#### Dataset extract
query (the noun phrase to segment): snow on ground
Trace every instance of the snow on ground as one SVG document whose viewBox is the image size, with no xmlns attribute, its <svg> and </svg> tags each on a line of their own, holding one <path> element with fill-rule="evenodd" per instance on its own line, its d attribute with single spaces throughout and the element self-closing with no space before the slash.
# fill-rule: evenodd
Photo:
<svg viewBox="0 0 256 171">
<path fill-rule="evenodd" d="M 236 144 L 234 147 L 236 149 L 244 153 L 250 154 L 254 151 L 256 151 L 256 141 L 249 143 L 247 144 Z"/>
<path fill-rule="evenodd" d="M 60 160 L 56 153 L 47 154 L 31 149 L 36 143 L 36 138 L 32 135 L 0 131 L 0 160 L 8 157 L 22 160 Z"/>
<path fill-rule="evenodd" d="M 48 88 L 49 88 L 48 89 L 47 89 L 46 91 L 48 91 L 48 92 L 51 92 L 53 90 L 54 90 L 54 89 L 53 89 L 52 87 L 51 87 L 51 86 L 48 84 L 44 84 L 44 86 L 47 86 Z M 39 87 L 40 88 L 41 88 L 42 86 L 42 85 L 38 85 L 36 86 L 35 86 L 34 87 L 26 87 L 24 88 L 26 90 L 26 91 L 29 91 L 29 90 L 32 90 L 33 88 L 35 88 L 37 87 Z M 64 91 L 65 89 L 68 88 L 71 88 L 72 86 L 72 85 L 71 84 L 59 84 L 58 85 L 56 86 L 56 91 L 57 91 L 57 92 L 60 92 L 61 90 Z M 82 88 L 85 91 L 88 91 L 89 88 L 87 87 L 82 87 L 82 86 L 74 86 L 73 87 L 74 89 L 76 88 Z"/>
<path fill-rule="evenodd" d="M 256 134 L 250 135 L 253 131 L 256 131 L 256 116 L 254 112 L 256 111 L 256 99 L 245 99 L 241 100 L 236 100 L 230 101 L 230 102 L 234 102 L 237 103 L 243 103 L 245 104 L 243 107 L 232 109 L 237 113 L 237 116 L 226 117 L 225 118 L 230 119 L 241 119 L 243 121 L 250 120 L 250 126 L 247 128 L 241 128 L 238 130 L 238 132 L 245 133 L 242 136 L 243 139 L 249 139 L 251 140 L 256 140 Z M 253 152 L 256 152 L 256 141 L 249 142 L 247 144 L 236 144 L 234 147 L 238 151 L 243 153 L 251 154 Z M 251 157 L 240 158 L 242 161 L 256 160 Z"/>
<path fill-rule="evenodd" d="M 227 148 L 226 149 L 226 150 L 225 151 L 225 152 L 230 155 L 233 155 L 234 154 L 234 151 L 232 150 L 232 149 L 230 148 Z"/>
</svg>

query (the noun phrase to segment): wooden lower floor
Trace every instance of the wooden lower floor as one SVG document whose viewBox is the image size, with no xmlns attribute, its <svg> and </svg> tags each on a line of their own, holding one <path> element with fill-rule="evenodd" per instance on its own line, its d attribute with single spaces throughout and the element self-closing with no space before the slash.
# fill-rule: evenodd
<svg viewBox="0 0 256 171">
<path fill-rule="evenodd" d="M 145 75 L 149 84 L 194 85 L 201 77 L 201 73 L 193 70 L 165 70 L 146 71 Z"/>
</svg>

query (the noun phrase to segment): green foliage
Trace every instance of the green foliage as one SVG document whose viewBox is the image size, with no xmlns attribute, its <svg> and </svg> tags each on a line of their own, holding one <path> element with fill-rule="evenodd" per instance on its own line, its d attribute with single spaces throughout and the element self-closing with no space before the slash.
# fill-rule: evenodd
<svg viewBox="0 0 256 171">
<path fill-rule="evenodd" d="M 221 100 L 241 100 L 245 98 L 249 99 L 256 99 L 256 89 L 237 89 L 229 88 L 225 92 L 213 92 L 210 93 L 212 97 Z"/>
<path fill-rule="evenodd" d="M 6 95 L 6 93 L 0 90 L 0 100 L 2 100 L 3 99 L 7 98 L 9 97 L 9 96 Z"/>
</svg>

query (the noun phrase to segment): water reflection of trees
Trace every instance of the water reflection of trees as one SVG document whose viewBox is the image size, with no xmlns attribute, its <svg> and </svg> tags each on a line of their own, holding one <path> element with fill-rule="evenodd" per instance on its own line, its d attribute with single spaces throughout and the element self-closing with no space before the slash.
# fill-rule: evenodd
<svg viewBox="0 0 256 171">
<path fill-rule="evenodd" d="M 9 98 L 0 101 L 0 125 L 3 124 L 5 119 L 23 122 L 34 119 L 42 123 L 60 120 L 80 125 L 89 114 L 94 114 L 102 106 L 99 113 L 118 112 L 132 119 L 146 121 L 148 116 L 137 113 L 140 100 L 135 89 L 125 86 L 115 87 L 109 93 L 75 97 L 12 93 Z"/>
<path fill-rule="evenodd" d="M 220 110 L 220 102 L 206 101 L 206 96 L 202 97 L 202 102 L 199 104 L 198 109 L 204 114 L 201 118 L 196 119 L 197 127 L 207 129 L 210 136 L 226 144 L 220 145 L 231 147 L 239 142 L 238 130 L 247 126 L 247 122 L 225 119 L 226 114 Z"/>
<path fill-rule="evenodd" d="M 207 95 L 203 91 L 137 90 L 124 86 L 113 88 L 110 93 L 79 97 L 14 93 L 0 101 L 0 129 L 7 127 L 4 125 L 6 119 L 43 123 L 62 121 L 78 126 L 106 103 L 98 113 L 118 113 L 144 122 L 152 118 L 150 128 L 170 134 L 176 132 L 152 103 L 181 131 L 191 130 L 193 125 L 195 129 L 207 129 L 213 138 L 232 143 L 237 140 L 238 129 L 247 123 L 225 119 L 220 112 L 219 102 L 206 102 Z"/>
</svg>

#### What you are asked to do
Reproduce the lines of the items above, starting at the line that contains "query (the noun phrase to segment): water" and ending at the line that contains "101 L 0 125", with the requests included. Increase every number in the answers, both the viewBox values and the path coordinates, by 93.

#### Result for this exercise
query (the noun phrase to segment): water reflection of trees
Trace every instance of the water reflection of trees as one SVG document whose viewBox is the image size, with no xmlns attribute, its <svg> and </svg> tags each on a line of their own, holding one <path> element with fill-rule="evenodd" per instance on its own line, its d attribute with single spaces throughout and the element self-closing with no space before the slash.
# fill-rule: evenodd
<svg viewBox="93 93 349 264">
<path fill-rule="evenodd" d="M 102 191 L 93 194 L 93 218 L 96 217 L 98 212 L 116 215 L 127 212 L 135 216 L 153 213 L 173 218 L 182 207 L 187 207 L 195 199 L 192 206 L 211 205 L 225 212 L 239 214 L 241 209 L 230 206 L 233 193 L 228 182 L 218 179 L 208 180 L 202 186 L 168 190 L 105 186 Z"/>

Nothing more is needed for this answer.